* Stated exercise *
Copy all of the material below word for word, but leave the pictures out.

— BEGIN Raw data —

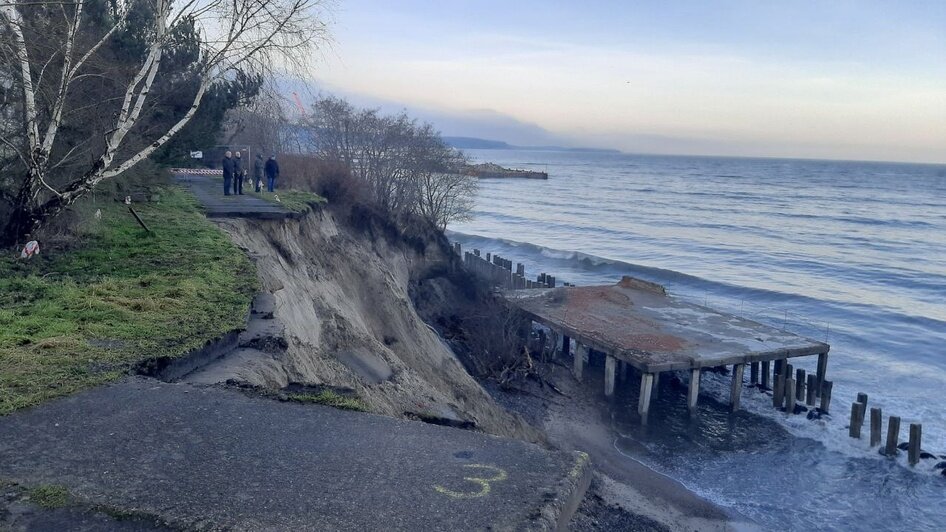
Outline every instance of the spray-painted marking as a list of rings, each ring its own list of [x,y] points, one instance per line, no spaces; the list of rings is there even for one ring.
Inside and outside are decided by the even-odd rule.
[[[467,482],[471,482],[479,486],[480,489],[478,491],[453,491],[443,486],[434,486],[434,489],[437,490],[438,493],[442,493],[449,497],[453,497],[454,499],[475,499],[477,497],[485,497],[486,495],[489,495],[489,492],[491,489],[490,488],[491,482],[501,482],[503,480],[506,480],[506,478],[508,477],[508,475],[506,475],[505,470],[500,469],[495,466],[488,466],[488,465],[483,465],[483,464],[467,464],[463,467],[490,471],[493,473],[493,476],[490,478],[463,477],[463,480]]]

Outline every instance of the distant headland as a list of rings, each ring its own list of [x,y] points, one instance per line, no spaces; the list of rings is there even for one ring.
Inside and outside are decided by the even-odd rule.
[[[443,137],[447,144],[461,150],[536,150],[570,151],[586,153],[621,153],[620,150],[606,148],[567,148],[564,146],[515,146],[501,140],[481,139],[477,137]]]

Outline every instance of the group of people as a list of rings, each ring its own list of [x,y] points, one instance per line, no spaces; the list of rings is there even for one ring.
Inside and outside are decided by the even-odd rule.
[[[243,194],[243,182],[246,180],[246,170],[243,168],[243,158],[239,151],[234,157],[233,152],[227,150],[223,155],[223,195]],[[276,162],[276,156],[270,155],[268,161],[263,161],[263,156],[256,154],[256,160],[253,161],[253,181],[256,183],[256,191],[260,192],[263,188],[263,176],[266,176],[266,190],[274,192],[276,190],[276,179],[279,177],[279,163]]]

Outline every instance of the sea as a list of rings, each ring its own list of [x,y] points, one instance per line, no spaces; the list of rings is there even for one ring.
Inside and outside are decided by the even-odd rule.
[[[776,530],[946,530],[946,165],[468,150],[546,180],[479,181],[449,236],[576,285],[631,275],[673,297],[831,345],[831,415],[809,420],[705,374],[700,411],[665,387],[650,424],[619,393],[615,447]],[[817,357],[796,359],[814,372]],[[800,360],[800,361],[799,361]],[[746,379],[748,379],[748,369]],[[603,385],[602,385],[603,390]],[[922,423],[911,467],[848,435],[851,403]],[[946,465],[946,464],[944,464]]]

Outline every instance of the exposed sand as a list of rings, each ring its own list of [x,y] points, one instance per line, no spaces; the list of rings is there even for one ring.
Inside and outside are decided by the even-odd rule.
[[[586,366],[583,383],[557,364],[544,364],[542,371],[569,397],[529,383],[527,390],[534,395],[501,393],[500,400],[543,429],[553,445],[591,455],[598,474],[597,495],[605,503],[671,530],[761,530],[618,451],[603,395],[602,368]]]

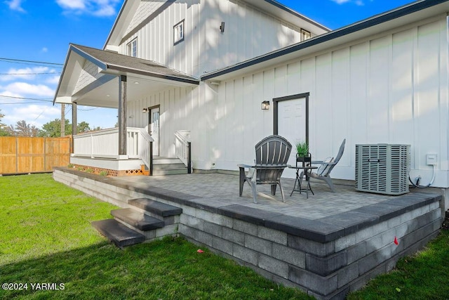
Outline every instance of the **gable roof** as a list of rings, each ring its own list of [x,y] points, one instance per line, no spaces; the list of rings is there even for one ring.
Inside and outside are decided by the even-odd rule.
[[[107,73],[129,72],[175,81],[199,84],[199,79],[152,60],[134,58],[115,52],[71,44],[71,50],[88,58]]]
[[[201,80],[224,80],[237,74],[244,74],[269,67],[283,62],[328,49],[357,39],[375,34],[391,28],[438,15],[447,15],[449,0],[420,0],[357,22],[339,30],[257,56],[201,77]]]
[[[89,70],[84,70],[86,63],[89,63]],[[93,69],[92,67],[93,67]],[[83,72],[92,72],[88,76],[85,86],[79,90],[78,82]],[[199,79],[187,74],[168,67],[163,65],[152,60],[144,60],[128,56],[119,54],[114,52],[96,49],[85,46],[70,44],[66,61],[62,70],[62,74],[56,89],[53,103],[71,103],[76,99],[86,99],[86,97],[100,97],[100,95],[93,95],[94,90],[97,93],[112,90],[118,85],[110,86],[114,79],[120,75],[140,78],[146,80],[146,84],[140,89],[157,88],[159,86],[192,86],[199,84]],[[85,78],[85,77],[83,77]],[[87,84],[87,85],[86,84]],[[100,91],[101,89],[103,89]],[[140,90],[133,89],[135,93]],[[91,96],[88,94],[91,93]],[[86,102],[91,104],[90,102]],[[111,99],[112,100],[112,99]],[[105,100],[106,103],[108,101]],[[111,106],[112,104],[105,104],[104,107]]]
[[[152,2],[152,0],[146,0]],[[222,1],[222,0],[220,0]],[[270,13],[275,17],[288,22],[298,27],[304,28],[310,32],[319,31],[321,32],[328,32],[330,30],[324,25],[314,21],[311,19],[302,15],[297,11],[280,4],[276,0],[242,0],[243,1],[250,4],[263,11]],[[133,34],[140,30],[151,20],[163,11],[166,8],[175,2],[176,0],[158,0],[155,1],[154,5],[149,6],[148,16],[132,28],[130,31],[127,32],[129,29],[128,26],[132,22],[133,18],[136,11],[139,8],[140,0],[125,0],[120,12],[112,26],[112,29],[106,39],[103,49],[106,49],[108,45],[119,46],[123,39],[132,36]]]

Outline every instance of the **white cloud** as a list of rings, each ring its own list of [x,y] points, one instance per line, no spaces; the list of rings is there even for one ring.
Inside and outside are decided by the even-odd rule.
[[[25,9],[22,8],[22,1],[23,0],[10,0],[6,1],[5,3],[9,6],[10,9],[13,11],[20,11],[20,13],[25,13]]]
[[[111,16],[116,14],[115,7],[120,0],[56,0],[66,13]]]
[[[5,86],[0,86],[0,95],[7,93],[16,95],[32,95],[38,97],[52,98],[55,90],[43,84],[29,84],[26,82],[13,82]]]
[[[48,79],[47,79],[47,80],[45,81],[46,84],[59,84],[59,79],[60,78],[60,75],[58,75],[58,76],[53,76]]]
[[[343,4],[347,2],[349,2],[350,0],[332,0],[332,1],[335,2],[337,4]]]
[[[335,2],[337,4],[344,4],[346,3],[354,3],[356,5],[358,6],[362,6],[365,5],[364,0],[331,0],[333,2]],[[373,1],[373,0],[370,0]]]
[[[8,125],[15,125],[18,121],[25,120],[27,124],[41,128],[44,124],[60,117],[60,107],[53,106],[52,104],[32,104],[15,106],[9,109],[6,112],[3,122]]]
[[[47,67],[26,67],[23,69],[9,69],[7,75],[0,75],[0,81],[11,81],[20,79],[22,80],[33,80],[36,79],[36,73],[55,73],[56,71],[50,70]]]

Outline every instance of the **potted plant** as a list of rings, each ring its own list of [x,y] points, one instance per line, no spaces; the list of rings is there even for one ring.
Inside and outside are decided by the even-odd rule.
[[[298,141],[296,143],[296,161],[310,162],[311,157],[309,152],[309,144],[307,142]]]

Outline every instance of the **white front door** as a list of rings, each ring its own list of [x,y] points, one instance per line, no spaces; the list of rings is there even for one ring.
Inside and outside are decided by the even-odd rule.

— END Raw data —

* Response for this exercise *
Outline every instance of the spray-painted marking as a list of rings, each ring its own list of [x,y] points, one instance per line, no spaces; the list of rings is there even for one ring.
Inside and outside are decided by the even-odd rule.
[[[467,482],[471,482],[479,486],[480,489],[478,491],[453,491],[443,486],[434,486],[434,489],[437,490],[438,493],[442,493],[449,497],[453,497],[454,499],[475,499],[477,497],[485,497],[486,495],[489,495],[489,492],[491,489],[490,488],[491,482],[501,482],[503,480],[506,480],[506,478],[508,477],[508,475],[506,475],[505,470],[500,469],[495,466],[488,466],[488,465],[483,465],[483,464],[467,464],[463,467],[490,471],[493,473],[493,476],[490,478],[463,477],[463,480]]]

Outline every instance of the distant headland as a list of rings, each ring its own list of [x,y] points, one instance per line, no spaces; the list of rings is there even for one ring.
Inside and outside are decided by the even-odd rule.
[[[443,137],[447,144],[461,150],[536,150],[570,151],[586,153],[621,153],[620,150],[606,148],[567,148],[564,146],[515,146],[501,140],[481,139],[477,137]]]

Outline every instance of the group of people as a list of rings, each ring its own list of [x,y] points, one instance per line, no spaces; the list of rings is there even for one ring.
Inside and outside are decided by the even-odd rule.
[[[243,194],[243,182],[246,180],[246,170],[243,168],[243,158],[239,151],[234,157],[233,152],[227,150],[223,155],[223,195]],[[276,162],[276,156],[270,155],[268,161],[263,161],[263,156],[256,154],[256,160],[253,161],[253,181],[256,183],[256,191],[260,192],[263,188],[263,176],[266,176],[266,190],[274,192],[276,190],[276,179],[279,177],[279,163]]]

Outline every instance of the sea as a list of rings, each ring its own list of [x,y] points, one instance per line, no spaces; the list of rings is there even for one ring.
Inside and outside are decided by the even-odd rule.
[[[776,530],[946,530],[946,165],[468,150],[546,180],[479,181],[449,236],[576,285],[631,275],[673,297],[831,345],[831,415],[809,420],[705,374],[700,411],[665,387],[650,424],[619,393],[615,447]],[[817,357],[796,359],[814,372]],[[800,360],[800,361],[799,361]],[[746,379],[748,379],[748,369]],[[603,385],[602,385],[603,390]],[[922,423],[911,467],[848,435],[851,403]],[[946,465],[946,464],[944,464]]]

Outline every instance of the exposed sand as a list of rings, each ring its own list of [x,y] points, one instance per line, no spaces; the list of rings is there even for one ring.
Inside and outside are decided by the even-odd rule.
[[[586,366],[583,383],[557,364],[544,364],[542,371],[569,397],[529,383],[527,390],[534,395],[501,393],[500,400],[543,429],[553,445],[591,455],[598,474],[597,495],[605,503],[671,530],[761,530],[618,451],[603,395],[602,368]]]

Outline every instance of the **gable roof** as a list of rings, each ring its own list of [x,y] points, one instance per line, no spaces; the list of rings is there even for one ring.
Inside and outside are decided by the even-odd rule.
[[[107,73],[129,72],[175,81],[199,84],[199,79],[152,60],[134,58],[115,52],[71,44],[71,50],[88,58]]]
[[[201,80],[224,80],[237,74],[244,74],[269,67],[283,62],[328,49],[357,39],[375,34],[391,28],[438,15],[447,15],[449,0],[420,0],[357,22],[339,30],[257,56],[201,77]]]
[[[89,70],[84,70],[86,63],[89,63]],[[93,69],[92,67],[93,67]],[[83,72],[92,72],[88,76],[85,86],[79,90],[78,82]],[[199,79],[187,74],[168,67],[163,65],[152,60],[144,60],[128,56],[119,54],[114,52],[96,49],[85,46],[70,44],[66,61],[62,70],[62,74],[56,89],[53,103],[71,103],[76,99],[86,99],[86,97],[100,97],[100,95],[93,95],[94,90],[97,93],[112,90],[118,85],[110,86],[114,79],[120,75],[140,78],[146,80],[146,84],[140,89],[157,88],[159,86],[192,86],[199,84]],[[85,78],[85,77],[83,77]],[[87,84],[87,85],[86,84]],[[100,91],[101,89],[103,89]],[[140,90],[133,89],[135,93]],[[91,96],[88,94],[91,93]],[[86,102],[91,104],[90,102]],[[111,99],[112,100],[112,99]],[[105,100],[106,103],[108,101]],[[111,106],[112,104],[105,104],[104,107]]]
[[[152,2],[152,0],[146,0]],[[222,1],[222,0],[220,0]],[[270,13],[275,17],[288,22],[298,27],[304,28],[310,32],[319,31],[321,32],[328,32],[330,30],[324,25],[314,21],[311,19],[302,15],[297,11],[280,4],[276,0],[242,0],[243,1],[250,4],[263,11]],[[133,34],[140,30],[151,20],[163,11],[166,8],[175,2],[176,0],[158,0],[155,1],[154,5],[149,6],[148,16],[132,28],[130,31],[127,32],[129,29],[128,26],[132,22],[133,18],[136,11],[139,8],[140,0],[125,0],[120,12],[112,26],[112,29],[106,39],[103,49],[106,49],[108,45],[119,46],[123,39],[132,36]]]

Outline every instance of the **white cloud** as a list of rings, each ring its own list of [x,y] points, one instance per line, no spaces; the list of rings is there even for one ring.
Inside and outside are decided by the even-odd rule.
[[[25,9],[22,8],[22,1],[23,0],[10,0],[6,1],[5,3],[9,6],[10,9],[13,11],[20,11],[20,13],[25,13]]]
[[[111,16],[116,14],[115,7],[120,0],[56,0],[66,13]]]
[[[5,86],[0,86],[0,95],[7,93],[16,95],[32,95],[38,97],[52,98],[55,90],[43,84],[29,84],[26,82],[13,82]]]
[[[48,79],[47,79],[47,80],[45,81],[46,84],[59,84],[59,79],[60,78],[60,75],[58,75],[58,76],[53,76]]]
[[[343,4],[347,2],[349,2],[350,0],[332,0],[332,1],[335,2],[337,4]]]
[[[335,2],[337,4],[344,4],[346,3],[354,3],[356,5],[358,6],[362,6],[365,5],[364,0],[331,0],[333,2]],[[373,1],[373,0],[370,0]]]
[[[8,125],[15,125],[18,121],[25,120],[27,124],[41,128],[44,124],[60,117],[60,107],[53,106],[52,104],[32,104],[15,106],[9,109],[6,112],[3,122]]]
[[[47,67],[26,67],[23,69],[9,69],[7,75],[0,75],[0,81],[11,81],[20,79],[22,80],[33,80],[36,79],[36,73],[55,73],[56,71],[50,70]]]

Outline every instance of the **potted plant** as a list of rings, each ring its own list of [x,y] points, one instance per line, no spaces; the list of rings is there even for one ring.
Inside and outside are decided by the even-odd rule.
[[[298,141],[296,143],[296,161],[310,162],[311,157],[309,152],[309,144],[307,142]]]

Outline every instance of the **white front door** as a list of rings, each ring its own list of [x,y] points, one instance per line, no spaces; the list of rings is there even for one ring.
Inside and outside are decided by the even-odd rule.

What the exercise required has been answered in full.